● Source extract:
--*--

I have a json object that I received by making a get API call. I make this call to receive a list of objects. It\'s a list of post... So I have an array of Post Objects.
The error is pretty clear. Your string does not match any existant class.
The example in official documentation says:
$person = $serializer->deserialize($data,'Acme\Person','xml');
In your case it should be more like:
$person = $serializer->deserialize($data['data'],'Moodress\Bundle\PosteBundle\Entity\Poste','json');
Update:
Ok then.
First, your json file does not seem to be valid (use http://jsonlint.com/ to test it). Be careful of that.
Second, you will have to fetch your json as an array with
$data = json_decode($yourJsonFile, true);
and then you can access to each 'data' array with
foreach($data['data'] as $result)
{
/* Here you can hydrate your object manually like:
$person = new Person();
$person->setId($user['id']);
$person->setDescription($user['description']);
Or you can use a denormalizer. */
}
A less than ideal solution that I found was to first decode and then encode the json data again at the node that represents the data array. For example in your case:
$json = json_decode($json);
$json = json_encode($json->data);
$serializer->deserialize($json, 'array<Moodress\Bundle\PosteBundle\Entity\Poste>', 'json');
There must be a better solution than this but this seems more elegant than the above solution of de-serialising json.

--*--

● Material provided:

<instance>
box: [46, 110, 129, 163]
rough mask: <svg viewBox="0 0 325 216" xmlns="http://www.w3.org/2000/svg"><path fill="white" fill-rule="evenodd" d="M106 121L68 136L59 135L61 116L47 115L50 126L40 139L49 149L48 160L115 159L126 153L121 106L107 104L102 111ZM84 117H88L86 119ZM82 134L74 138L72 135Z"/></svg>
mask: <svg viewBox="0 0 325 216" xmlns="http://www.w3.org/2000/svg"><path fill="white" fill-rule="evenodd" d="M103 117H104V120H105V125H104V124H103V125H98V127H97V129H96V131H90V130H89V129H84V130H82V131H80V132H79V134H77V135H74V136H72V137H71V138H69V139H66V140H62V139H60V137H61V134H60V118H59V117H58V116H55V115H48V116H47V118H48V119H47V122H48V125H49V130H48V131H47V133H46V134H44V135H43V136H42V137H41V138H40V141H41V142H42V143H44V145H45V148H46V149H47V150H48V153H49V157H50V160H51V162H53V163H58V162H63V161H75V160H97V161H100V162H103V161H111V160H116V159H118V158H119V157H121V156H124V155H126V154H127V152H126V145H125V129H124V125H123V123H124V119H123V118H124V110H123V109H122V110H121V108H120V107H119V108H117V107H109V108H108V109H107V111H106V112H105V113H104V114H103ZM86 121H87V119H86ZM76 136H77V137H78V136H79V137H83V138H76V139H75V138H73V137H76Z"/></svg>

--*--

Can you continue the discussion of deserializing JSON into Post objects, picking up right after its last sentence? The material plays no part in what is asked here.

I would make something like this
class PostsModel
{
/**
* @var int
*/
private $total;
/**
* @var PostModel[]
*/
private $data;
}
class PostModel
{
/**
* @var int
*/
private $id;
/**
* @var UserModel
*/
private $user;
/**
* @var string
*/
private $description;
/**
* @var int
*/
private $nb_comments;
/**
* @var int
*/
private $nb_likes;
/**
* @var \DateTime
*/
private $date_creation;
}
class UserModel
{
/**
* @var int
*/
private $id;
/**
* @var string
*/
private $username;
}
And in controller
$posts = $this->serializer->deserialize($data, PostsModel::class, 'json');
And this will return $postsModel with $data property which will have your array of entities
Since Symfony Serializer Component 2.8
to deserialize array of objects:
$persons = $serializer->deserialize($data, 'Acme\Person[]', 'json');
https://symfony.com/doc/master/components/serializer.html#handling-arrays
I think the best solution here is to create new PosteResponse class, like this one:
namespace Moodress\Bundle\PosteBundle\Response;
use JMS\Serializer\Annotation\Type;
class PosteResponse
{
/**
* @Type("integer")
*/
private $total;
/**
* @Type("array<Moodress\Bundle\PosteBundle\Entity\Poste>")
*/
private $data;
//getters here
}
and deserialize your response to that class:
$response = $serializer->deserialize(
$json,
'Moodress\Bundle\PosteBundle\Response\PosteResponse',
'json'
);
$posts = $response->getData();
That WILL do the trick, and it doesn't require you to decode and encode your json manually which is riddiculous in my opinion.